Copy the data word for word, from the line with "Could you point to the young" up to and including the line with "column 272, row 217".

(Point annotation records)
# # # # #

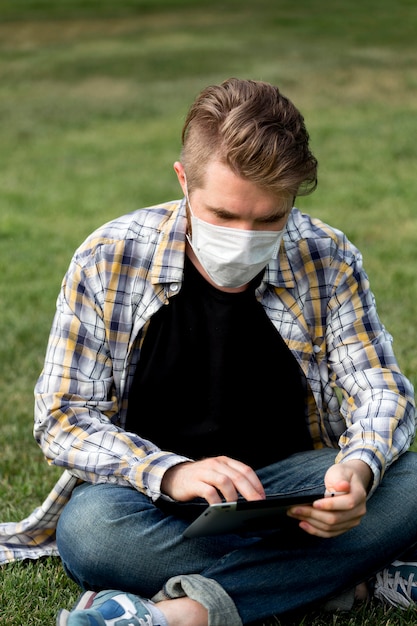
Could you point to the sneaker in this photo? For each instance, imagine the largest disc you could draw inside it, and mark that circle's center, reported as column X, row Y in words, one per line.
column 397, row 584
column 106, row 608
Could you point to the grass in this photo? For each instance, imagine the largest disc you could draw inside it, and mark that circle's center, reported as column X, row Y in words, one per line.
column 92, row 99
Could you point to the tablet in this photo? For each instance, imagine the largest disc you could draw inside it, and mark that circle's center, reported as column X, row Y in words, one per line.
column 244, row 515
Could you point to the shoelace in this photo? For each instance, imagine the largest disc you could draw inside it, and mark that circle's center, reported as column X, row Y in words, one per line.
column 395, row 589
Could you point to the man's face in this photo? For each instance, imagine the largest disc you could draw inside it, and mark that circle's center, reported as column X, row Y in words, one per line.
column 230, row 201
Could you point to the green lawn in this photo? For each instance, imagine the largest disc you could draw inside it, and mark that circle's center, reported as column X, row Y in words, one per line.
column 93, row 95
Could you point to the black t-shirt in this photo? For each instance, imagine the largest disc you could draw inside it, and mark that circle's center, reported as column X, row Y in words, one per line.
column 215, row 377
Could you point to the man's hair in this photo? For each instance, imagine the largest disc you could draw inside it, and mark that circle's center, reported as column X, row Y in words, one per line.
column 255, row 130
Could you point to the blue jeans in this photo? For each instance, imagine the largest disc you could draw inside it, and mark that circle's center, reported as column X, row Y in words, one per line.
column 113, row 537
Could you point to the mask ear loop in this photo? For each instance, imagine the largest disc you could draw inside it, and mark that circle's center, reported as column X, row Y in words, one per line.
column 189, row 213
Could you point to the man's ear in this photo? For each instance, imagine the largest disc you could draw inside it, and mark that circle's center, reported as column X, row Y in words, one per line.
column 179, row 170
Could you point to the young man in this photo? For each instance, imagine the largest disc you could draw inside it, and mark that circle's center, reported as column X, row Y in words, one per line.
column 220, row 346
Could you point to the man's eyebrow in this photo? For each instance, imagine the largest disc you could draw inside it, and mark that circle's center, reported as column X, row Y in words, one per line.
column 272, row 217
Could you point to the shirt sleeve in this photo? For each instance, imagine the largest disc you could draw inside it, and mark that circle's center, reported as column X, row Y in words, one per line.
column 378, row 403
column 77, row 401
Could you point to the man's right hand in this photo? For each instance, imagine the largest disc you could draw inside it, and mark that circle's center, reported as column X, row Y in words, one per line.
column 212, row 479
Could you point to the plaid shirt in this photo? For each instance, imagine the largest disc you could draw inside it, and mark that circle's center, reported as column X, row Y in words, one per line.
column 316, row 294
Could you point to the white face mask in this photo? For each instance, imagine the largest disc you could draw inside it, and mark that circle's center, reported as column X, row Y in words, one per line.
column 232, row 256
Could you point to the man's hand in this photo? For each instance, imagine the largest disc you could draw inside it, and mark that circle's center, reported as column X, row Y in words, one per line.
column 212, row 479
column 332, row 516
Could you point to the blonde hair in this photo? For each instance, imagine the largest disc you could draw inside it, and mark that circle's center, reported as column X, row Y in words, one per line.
column 255, row 130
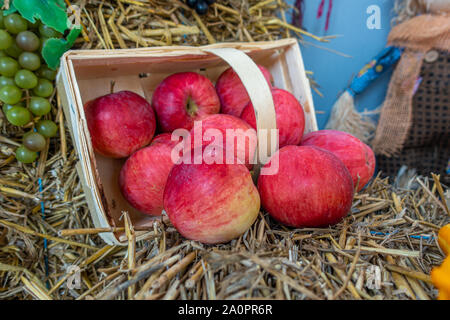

# # # # #

▶ [Result]:
Could you point to the young man in this photo? For each instance, imagine the largest disc you could draw inside it, and mark that circle's center, reported as column X, row Y in words, one per line.
column 220, row 346
Could you point to the man's eyebrow in this photo? For each instance, imagine the largest disc you could draw inside it, and mark that circle's center, reported as column X, row Y in words, one per line.
column 272, row 217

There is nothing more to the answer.